### Directive
Can you lay out every line of the records below as a Markdown table with a "Row" column that numbers each line and a "Line" column that holds its text, leaving out blank lines?

### Recorded data
[start]
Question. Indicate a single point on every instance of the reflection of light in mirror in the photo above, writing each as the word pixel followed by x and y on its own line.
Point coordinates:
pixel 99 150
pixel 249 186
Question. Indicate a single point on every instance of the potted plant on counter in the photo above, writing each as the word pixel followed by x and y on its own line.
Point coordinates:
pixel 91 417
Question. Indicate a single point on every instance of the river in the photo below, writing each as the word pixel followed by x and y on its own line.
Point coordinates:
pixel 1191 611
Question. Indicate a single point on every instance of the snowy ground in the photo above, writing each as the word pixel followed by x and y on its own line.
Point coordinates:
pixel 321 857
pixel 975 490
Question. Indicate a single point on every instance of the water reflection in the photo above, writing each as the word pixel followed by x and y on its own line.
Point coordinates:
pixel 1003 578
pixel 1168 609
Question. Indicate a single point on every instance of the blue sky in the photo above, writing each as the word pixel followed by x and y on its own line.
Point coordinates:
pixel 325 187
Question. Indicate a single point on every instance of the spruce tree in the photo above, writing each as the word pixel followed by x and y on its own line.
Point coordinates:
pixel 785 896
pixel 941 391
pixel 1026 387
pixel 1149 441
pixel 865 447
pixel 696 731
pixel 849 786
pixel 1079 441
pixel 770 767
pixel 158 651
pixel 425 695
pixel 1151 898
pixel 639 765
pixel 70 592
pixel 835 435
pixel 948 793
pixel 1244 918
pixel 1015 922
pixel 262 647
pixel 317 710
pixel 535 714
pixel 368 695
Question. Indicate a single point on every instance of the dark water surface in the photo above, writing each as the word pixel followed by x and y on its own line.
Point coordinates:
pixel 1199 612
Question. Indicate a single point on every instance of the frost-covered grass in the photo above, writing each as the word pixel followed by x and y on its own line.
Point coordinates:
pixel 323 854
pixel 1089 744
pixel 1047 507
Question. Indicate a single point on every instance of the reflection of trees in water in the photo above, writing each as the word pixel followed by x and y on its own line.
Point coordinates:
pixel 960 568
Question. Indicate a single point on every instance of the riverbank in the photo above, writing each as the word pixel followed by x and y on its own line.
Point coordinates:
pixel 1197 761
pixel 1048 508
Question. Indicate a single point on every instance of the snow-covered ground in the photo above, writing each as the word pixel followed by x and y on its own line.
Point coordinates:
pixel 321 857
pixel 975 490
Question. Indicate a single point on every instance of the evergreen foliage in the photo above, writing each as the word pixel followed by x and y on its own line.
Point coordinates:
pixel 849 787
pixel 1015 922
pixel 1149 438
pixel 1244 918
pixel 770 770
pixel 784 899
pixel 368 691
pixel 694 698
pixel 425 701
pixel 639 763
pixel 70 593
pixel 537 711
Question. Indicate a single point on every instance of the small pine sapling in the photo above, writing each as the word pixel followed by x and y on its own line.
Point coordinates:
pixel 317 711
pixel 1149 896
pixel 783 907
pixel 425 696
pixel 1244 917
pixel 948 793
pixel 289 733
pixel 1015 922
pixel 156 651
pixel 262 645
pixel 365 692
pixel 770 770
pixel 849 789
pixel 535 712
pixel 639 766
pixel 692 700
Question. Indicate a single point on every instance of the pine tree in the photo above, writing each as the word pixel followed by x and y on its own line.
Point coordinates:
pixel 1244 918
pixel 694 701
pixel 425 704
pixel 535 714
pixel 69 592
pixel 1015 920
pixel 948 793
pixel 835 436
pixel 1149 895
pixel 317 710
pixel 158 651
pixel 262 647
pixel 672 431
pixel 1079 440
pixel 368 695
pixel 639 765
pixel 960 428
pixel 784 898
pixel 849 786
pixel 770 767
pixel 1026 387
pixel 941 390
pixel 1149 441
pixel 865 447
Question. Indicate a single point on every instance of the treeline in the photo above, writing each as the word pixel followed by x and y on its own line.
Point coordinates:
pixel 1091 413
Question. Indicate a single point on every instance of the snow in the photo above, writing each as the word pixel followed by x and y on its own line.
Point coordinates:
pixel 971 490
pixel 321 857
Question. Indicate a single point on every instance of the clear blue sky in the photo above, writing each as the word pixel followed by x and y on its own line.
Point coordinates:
[end]
### Reply to the task
| Row | Line |
|---|---|
| 1 | Question. Indicate a single point on every instance of the reflection of light in mirror in the photo above, writing each as the word pixel followed by x and y on its own line. |
| 2 | Point coordinates: |
| 3 | pixel 99 150 |
| 4 | pixel 249 186 |
| 5 | Question. Indicate a single point on every instance of the potted plant on counter in the photo above, writing each as the word pixel followed by x and y on its own line. |
| 6 | Point coordinates: |
| 7 | pixel 91 417 |
| 8 | Question. Indicate a single point on every instance of the river in the photo below, writing each as the word pixel followed by x and y on its own line. |
| 9 | Point coordinates: |
| 10 | pixel 1191 611 |
| 11 | Question. Indicate a single point on every instance of the snowy ground in the photo above, writing each as the word pixel followed by x and y on its own line. |
| 12 | Point coordinates: |
| 13 | pixel 321 857 |
| 14 | pixel 975 490 |
| 15 | Question. Indicate a single point on every instance of the water reflection in the photo above, writing each as the word pixel followed by x and y on its own line. |
| 16 | Point coordinates: |
| 17 | pixel 1003 578 |
| 18 | pixel 1168 609 |
| 19 | Question. Indicate a single point on every instance of the blue sky in the photo above, writing each as the word pixel followed by x and y on its own line. |
| 20 | Point coordinates: |
| 21 | pixel 325 187 |
| 22 | Question. Indicate a single point on every instance of the spruce tree in the photo above, writing each as the word pixel followed by x and y on its own line. |
| 23 | Point coordinates: |
| 24 | pixel 785 896 |
| 25 | pixel 941 391 |
| 26 | pixel 1026 387 |
| 27 | pixel 1149 441 |
| 28 | pixel 865 447 |
| 29 | pixel 696 731 |
| 30 | pixel 849 786 |
| 31 | pixel 1079 441 |
| 32 | pixel 770 767 |
| 33 | pixel 158 651 |
| 34 | pixel 425 695 |
| 35 | pixel 1151 898 |
| 36 | pixel 639 765 |
| 37 | pixel 70 592 |
| 38 | pixel 835 435 |
| 39 | pixel 948 793 |
| 40 | pixel 1244 918 |
| 41 | pixel 1015 922 |
| 42 | pixel 262 647 |
| 43 | pixel 317 710 |
| 44 | pixel 535 714 |
| 45 | pixel 368 695 |
| 46 | Question. Indicate a single point on every instance of the dark water surface in the photo above, writing each as the word pixel followed by x and y on its own line. |
| 47 | Point coordinates: |
| 48 | pixel 1199 612 |
| 49 | Question. Indicate a single point on every instance of the frost-covered grass in the photo above, writing each as the word pixel followed by x and y on its own line. |
| 50 | Point coordinates: |
| 51 | pixel 323 854 |
| 52 | pixel 1089 744 |
| 53 | pixel 1047 507 |
| 54 | Question. Indicate a single point on every instance of the reflection of trees in water in the photo above, writing each as the word pixel followed by x and y on its own line. |
| 55 | Point coordinates: |
| 56 | pixel 960 568 |
| 57 | Question. Indicate a single point on every instance of the riverbank in the photo above, writing each as the word pixel followed by x and y on its own line. |
| 58 | Point coordinates: |
| 59 | pixel 1197 761 |
| 60 | pixel 1048 508 |
| 61 | Question. Indicate a single point on every instance of the snow-covered ground in the photo above, writing each as the word pixel followed by x and y on its own line. |
| 62 | Point coordinates: |
| 63 | pixel 321 857 |
| 64 | pixel 975 490 |
| 65 | Question. Indicate a single point on every instance of the evergreen foliage in the photo above, writing each as the word pixel followed by x and y on its own line. |
| 66 | Point coordinates: |
| 67 | pixel 849 787 |
| 68 | pixel 1015 922 |
| 69 | pixel 1149 438 |
| 70 | pixel 1244 918 |
| 71 | pixel 770 770 |
| 72 | pixel 784 899 |
| 73 | pixel 368 691 |
| 74 | pixel 694 698 |
| 75 | pixel 425 701 |
| 76 | pixel 639 763 |
| 77 | pixel 70 593 |
| 78 | pixel 537 711 |
| 79 | Question. Indicate a single point on every instance of the small pine sapling in the photo above, writing each as the word pixel followed by x and y on its own line. |
| 80 | Point coordinates: |
| 81 | pixel 317 711 |
| 82 | pixel 1149 896 |
| 83 | pixel 783 907 |
| 84 | pixel 425 696 |
| 85 | pixel 1244 917 |
| 86 | pixel 948 793 |
| 87 | pixel 289 733 |
| 88 | pixel 1015 922 |
| 89 | pixel 156 651 |
| 90 | pixel 262 645 |
| 91 | pixel 365 692 |
| 92 | pixel 770 770 |
| 93 | pixel 849 789 |
| 94 | pixel 535 712 |
| 95 | pixel 639 766 |
| 96 | pixel 692 700 |
| 97 | Question. Indicate a single point on every instance of the pine tree in the photo above, writing each as the word pixel followed by x and y on its own line. |
| 98 | Point coordinates: |
| 99 | pixel 1244 918 |
| 100 | pixel 694 701 |
| 101 | pixel 425 704 |
| 102 | pixel 535 714 |
| 103 | pixel 69 592 |
| 104 | pixel 1015 920 |
| 105 | pixel 948 793 |
| 106 | pixel 835 436 |
| 107 | pixel 1149 895 |
| 108 | pixel 317 710 |
| 109 | pixel 158 651 |
| 110 | pixel 262 647 |
| 111 | pixel 672 431 |
| 112 | pixel 1079 440 |
| 113 | pixel 368 695 |
| 114 | pixel 639 765 |
| 115 | pixel 960 428 |
| 116 | pixel 784 898 |
| 117 | pixel 849 786 |
| 118 | pixel 770 767 |
| 119 | pixel 1026 387 |
| 120 | pixel 941 390 |
| 121 | pixel 1149 441 |
| 122 | pixel 865 447 |
| 123 | Question. Indicate a single point on every instance of the treeline in the photo above, writing each as the word pixel followed by x and y on its own line. |
| 124 | Point coordinates: |
| 125 | pixel 1091 413 |
| 126 | Question. Indicate a single point on every instance of the snow in the photo above, writing each as the word pixel followed by x and y on its own line. |
| 127 | Point coordinates: |
| 128 | pixel 971 490 |
| 129 | pixel 321 857 |
| 130 | Question. Indicate a single point on every instance of the clear blue sky in the photo above, writing each as the word pixel followed by x and y on its own line. |
| 131 | Point coordinates: |